Rewrite the records below, swapping every "Tag" for "Mark" and changing nothing else.

---- Data shown

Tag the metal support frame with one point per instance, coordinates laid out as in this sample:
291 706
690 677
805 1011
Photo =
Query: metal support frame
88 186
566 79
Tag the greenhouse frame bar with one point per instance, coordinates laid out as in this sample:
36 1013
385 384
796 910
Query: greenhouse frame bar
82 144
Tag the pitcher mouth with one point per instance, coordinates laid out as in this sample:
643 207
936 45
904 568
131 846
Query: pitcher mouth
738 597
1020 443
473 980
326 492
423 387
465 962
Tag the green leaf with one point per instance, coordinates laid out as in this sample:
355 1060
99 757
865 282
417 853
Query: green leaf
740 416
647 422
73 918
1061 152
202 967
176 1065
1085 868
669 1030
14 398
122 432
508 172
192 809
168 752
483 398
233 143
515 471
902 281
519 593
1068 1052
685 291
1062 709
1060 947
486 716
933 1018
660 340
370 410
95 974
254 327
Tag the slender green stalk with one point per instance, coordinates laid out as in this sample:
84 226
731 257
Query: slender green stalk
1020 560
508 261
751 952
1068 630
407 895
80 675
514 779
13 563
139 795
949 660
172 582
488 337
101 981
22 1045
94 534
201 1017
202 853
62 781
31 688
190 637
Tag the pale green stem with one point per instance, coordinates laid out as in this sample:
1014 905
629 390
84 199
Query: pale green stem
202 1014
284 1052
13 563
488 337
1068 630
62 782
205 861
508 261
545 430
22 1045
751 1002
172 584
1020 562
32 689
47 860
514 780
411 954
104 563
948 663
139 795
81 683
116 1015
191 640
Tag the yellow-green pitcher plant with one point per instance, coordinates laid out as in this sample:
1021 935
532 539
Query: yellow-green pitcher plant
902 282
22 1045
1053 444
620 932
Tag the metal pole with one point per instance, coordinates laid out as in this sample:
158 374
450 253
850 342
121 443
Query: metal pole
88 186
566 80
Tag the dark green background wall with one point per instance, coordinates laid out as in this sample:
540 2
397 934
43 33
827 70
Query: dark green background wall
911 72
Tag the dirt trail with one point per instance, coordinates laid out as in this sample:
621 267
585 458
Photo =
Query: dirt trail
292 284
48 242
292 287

--------

# [Solution to this task]
Mark the metal support frame with one point per instance, coordinates laid out as in this sample:
291 706
690 677
805 1011
Photo =
Query: metal support frame
88 186
566 79
Mark the greenhouse frame bar with one point per instance, coordinates laid out as in this sample:
36 1013
385 384
796 910
Query: greenhouse frame bar
82 144
Mark the pitcher mouth with one point per instance, coordinates laid out as in this sample:
643 207
936 45
904 568
131 846
Query: pitcher mouth
738 597
1020 443
473 980
326 492
423 387
465 962
Mark the green leaf with one point per instance, coordinates laid out as in this sample:
355 1060
99 757
865 282
417 853
Query: green leaf
740 416
647 422
73 918
1061 152
202 967
176 1065
1085 868
669 1030
14 398
122 432
508 172
192 809
168 752
483 398
233 143
515 471
902 281
519 593
1068 1052
685 291
1062 709
1060 947
486 716
933 1018
660 340
370 410
95 974
254 327
Mark the slender green stalk with one point per instance, coordinates laid out as in this sample:
84 226
731 257
Query: slender green stalk
1020 560
508 261
751 952
1068 630
407 895
80 675
514 779
13 563
139 795
949 660
172 582
488 337
101 981
22 1045
94 534
201 1017
202 853
62 781
31 688
190 637
Mark the pale green stem with one point per instance, coordinates laid out as in this sample:
1014 905
629 390
84 199
Query: pale green stem
202 1014
284 1052
13 563
488 337
1068 630
62 782
205 861
508 261
545 430
22 1045
751 1002
172 584
1020 562
32 689
47 860
514 780
411 954
104 563
948 663
139 795
81 683
116 1015
191 640
Mark the yellow-green pitcher plant with one point per instance, coordinates laid out as in this sample:
1021 935
532 539
Query: yellow-green pitcher plant
902 282
22 1045
1053 444
620 932
Mark the metal pole with one point per instance, coordinates laid out as in this sample:
158 374
450 253
850 342
121 443
Query: metal pole
88 186
566 80
Mark the dark green background wall with one point per instance, coordinates laid out as in this sample:
540 2
397 934
43 33
827 70
Query: dark green background wall
911 72
Mark the dirt trail with one point per instance, coordinates laid out as in this sample:
621 267
585 458
Photo =
Query: dirt trail
292 284
48 242
292 287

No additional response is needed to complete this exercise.